** start of RECORDS FOR THE TASK **

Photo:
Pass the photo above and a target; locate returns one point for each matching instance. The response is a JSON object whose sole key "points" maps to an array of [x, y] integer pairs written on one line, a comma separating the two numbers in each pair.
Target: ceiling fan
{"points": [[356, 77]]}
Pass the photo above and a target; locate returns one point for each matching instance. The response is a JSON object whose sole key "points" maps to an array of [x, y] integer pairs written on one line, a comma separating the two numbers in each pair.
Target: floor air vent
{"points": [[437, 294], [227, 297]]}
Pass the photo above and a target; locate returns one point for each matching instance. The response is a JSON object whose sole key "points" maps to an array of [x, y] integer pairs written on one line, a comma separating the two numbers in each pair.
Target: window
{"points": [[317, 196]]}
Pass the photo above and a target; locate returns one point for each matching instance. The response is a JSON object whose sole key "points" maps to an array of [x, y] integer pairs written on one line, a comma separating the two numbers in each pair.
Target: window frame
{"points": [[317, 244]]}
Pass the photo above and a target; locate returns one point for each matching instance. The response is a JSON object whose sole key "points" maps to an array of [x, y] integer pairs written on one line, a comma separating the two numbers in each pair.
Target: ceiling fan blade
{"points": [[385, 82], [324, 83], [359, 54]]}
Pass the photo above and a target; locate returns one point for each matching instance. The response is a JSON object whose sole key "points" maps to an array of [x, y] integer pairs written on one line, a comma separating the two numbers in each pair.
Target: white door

** end of RECORDS FOR THE TASK **

→ TASK DESCRIPTION: Copy out the material above in its entirety. Every detail must match.

→ EXERCISE SOLUTION:
Photo:
Pass the photo above and a target; locate returns one point for each matching instance. The response is a JSON object whose sole key "points" maps to an array of [x, y] integer pairs written on one line, a comma separating the two numbers in each pair.
Target: ceiling fan
{"points": [[356, 77]]}
Pass the photo above and a target; locate returns one point for each matching instance. The response is a JSON object whose sole key "points" maps to an array of [x, y] integer pairs written on one line, a comma separating the two numbers in each pair.
Target: floor air vent
{"points": [[437, 294], [227, 297]]}
Pass the photo above and a target; locate returns one point for each matching instance. The response is a JSON object whose sole key "points" maps to an array of [x, y] integer pairs written on one line, a comma separating the two numbers in each pair.
Target: window
{"points": [[317, 196]]}
Pass the photo above and a target; locate returns one point for each matching instance. The response is a JSON object whose sole key "points" maps to an array of [x, y] integer pairs written on one line, a comma separating the two numbers in each pair.
Target: window frame
{"points": [[317, 244]]}
Pass the photo above and a target; locate returns one point for each matching instance. The response is a JSON object whose sole key "points" maps to an array of [x, y] integer pairs written on one line, a comma separating the two numbers in each pair.
Target: ceiling fan blade
{"points": [[385, 82], [324, 83], [359, 54]]}
Pass the photo above and a target; locate returns one point for each matching instance. The response is a JSON object whose sole key "points" maps to an array of [x, y] integer pairs written on one line, a comma separating the two numbers in each pair.
Target: white door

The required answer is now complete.